[Items from a dataset]
════════════════════
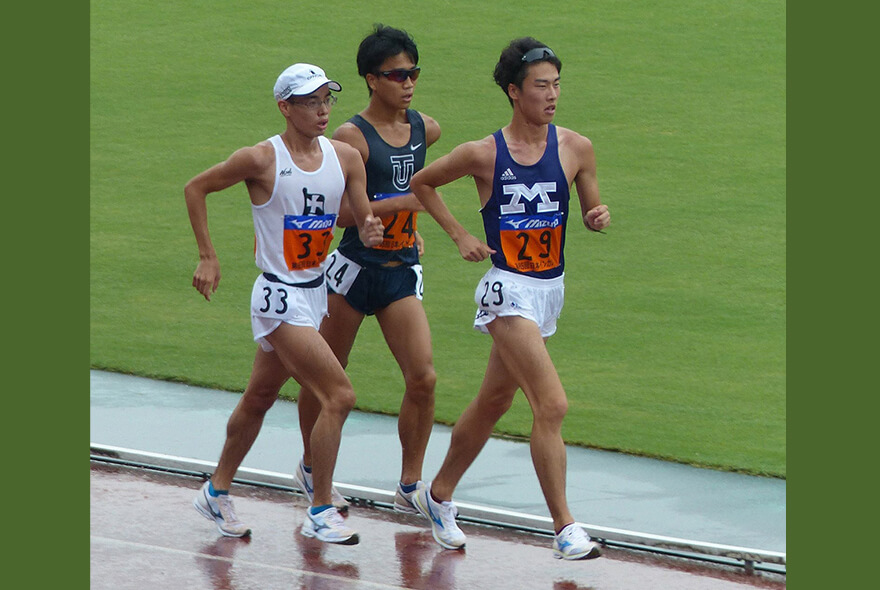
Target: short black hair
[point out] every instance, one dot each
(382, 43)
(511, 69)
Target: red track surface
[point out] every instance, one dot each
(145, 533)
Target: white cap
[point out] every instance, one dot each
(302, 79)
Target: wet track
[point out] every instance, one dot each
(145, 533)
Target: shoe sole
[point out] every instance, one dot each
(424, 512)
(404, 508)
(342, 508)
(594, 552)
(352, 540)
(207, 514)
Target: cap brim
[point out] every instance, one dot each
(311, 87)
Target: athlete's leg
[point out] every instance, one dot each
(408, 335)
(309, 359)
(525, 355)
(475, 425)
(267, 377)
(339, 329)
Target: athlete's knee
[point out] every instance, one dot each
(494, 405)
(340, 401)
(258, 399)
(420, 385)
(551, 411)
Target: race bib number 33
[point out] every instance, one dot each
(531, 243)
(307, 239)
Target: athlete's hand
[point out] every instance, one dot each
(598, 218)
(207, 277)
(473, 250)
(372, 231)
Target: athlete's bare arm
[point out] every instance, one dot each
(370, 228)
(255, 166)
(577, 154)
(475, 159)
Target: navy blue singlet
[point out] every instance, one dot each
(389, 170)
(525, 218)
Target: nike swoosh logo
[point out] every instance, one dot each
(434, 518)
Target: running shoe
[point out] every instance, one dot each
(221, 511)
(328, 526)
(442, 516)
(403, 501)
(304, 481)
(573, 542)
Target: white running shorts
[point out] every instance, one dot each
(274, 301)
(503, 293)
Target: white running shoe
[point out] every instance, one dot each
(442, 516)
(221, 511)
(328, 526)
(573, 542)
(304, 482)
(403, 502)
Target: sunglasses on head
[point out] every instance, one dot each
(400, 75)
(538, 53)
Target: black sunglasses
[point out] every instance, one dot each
════════════════════
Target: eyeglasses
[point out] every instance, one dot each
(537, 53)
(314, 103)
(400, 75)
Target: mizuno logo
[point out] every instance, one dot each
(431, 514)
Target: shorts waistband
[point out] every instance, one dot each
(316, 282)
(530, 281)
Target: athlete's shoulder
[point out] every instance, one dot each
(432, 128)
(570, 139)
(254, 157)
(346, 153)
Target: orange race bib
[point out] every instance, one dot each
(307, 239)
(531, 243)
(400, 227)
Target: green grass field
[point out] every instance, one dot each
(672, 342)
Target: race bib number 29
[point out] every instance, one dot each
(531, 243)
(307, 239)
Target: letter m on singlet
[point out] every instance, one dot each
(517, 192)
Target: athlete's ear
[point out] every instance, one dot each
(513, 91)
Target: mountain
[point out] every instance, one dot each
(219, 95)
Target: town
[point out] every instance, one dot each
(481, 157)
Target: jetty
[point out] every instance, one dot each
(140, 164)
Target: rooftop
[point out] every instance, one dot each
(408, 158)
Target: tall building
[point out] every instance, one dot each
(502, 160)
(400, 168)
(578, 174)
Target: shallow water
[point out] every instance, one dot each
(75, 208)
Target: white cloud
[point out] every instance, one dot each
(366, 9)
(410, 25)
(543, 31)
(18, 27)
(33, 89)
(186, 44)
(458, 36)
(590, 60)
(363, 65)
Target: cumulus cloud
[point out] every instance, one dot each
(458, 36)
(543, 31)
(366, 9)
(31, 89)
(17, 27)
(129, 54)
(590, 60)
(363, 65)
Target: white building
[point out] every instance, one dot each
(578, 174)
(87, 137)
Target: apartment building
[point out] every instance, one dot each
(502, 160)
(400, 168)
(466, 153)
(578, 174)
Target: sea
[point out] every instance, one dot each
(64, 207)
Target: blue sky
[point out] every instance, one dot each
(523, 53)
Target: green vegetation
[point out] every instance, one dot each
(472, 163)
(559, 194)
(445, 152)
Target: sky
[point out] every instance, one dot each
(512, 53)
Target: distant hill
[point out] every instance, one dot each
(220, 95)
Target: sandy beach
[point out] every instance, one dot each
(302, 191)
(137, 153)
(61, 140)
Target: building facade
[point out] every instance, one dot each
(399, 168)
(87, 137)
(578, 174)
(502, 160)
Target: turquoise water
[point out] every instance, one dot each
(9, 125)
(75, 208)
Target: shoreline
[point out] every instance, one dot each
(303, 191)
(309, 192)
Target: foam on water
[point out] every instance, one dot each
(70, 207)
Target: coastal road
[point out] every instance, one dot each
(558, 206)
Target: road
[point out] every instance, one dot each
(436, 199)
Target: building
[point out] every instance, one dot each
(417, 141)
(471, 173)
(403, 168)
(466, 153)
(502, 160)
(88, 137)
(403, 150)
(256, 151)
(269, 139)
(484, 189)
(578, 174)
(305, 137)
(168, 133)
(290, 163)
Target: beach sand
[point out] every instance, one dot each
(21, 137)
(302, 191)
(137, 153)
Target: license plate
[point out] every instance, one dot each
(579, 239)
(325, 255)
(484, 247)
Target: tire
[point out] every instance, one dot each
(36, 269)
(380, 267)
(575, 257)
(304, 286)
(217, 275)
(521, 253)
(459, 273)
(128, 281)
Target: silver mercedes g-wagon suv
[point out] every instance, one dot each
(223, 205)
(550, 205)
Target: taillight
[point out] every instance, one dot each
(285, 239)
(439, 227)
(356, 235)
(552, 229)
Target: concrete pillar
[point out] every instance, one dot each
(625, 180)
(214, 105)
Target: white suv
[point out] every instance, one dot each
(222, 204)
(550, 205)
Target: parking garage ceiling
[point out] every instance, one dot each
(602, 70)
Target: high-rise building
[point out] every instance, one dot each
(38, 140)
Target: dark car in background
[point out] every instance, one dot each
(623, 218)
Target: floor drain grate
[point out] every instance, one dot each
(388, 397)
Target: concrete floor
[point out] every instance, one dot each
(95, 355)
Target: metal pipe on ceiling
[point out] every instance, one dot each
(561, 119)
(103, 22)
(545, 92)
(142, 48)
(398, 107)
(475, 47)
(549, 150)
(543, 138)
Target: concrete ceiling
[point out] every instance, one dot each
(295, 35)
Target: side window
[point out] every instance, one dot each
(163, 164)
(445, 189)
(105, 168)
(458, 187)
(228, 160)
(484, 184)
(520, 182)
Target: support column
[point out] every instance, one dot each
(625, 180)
════════════════════
Written problem:
How many of the lines above contain the word "blue"? Give only the number.

Written response:
2